YOUR TASK: Copy the lines below word for word, leaving the pictures out of your answer.

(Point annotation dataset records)
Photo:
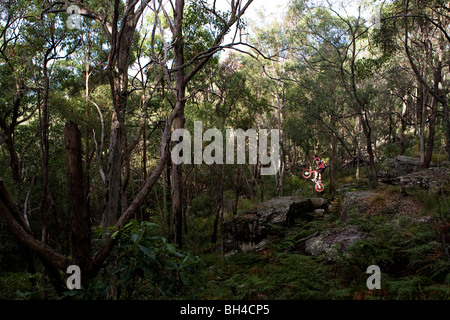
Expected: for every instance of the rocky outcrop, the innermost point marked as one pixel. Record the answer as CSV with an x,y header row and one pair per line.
x,y
429,179
355,203
250,227
334,242
400,166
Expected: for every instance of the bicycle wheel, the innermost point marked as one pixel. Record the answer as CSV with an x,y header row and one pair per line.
x,y
320,187
306,173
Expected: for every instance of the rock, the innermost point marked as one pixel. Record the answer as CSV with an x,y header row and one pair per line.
x,y
332,243
355,203
399,166
251,226
319,213
319,203
429,179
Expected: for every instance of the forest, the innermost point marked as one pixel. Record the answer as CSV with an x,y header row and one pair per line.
x,y
157,150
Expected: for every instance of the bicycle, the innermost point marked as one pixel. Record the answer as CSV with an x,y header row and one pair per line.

WRITTEN SOLUTION:
Photo:
Expected: for every instance of the rocky outcrop, the innermost point marked as one pixel. Record the answer as CSV with an x,y header row and one pair per line.
x,y
429,179
355,203
250,227
334,242
400,166
Expected: for every instance of the bicycle wheel, the innermost point marked as one pixel. Record the answer as CSV with an x,y header row and one pair per line.
x,y
320,187
306,173
Expected: for every instance of the rock, the innermost point marked as one pixel. Record the answer as CSV with an x,y header row and one pair per line.
x,y
332,243
355,203
399,166
251,226
319,213
319,203
429,179
Expected: for every instance of the forest, the innermost point marked as one pixel. Record the answer as CSV with an x,y header row and one pair per line.
x,y
157,150
Expected: for every instance of the bicycle, the innermost point marked as one pixel. Record the answer as CSV with an x,y header row and one pair per line.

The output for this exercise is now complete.